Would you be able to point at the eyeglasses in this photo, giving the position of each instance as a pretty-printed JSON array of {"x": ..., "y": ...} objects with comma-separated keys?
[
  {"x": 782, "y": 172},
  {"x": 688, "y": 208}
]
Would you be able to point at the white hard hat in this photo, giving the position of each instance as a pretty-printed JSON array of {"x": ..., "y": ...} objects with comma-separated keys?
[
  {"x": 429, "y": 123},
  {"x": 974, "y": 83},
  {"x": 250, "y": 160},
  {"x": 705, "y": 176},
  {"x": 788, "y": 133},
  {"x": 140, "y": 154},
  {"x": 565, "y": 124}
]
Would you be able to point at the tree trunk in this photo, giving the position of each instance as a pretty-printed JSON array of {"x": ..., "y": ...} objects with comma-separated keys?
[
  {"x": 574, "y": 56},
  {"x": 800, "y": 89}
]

Task directions »
Could you arrange every line of the material above into a JSON list of strings, with one string per line and any blank lines left out?

Written solution »
[
  "Would you be able to point at the eyeglasses in this photo, giving the position of each instance as a pretty-printed JSON array of {\"x\": ..., \"y\": ...} objects with comma-separated keys?",
  "[",
  "  {\"x\": 782, \"y\": 172},",
  "  {\"x\": 688, \"y\": 208}",
  "]",
  "Would you be able to point at the white hard hat in this photo, giving the position of each instance as a pretty-printed JSON array of {\"x\": ..., \"y\": ...} objects with comma-separated keys?",
  "[",
  "  {\"x\": 429, \"y\": 123},",
  "  {\"x\": 974, \"y\": 83},",
  "  {\"x\": 250, \"y\": 160},",
  "  {\"x\": 705, \"y\": 176},",
  "  {\"x\": 788, \"y\": 133},",
  "  {\"x\": 140, \"y\": 154},",
  "  {\"x\": 565, \"y\": 124}",
  "]",
  "Would you be able to point at the tree trunk in this photo, giving the position of each instance as a pretty-printed JSON array of {\"x\": ..., \"y\": ...} objects with comma-separated keys?",
  "[",
  "  {\"x\": 574, \"y\": 56},",
  "  {\"x\": 800, \"y\": 89}",
  "]"
]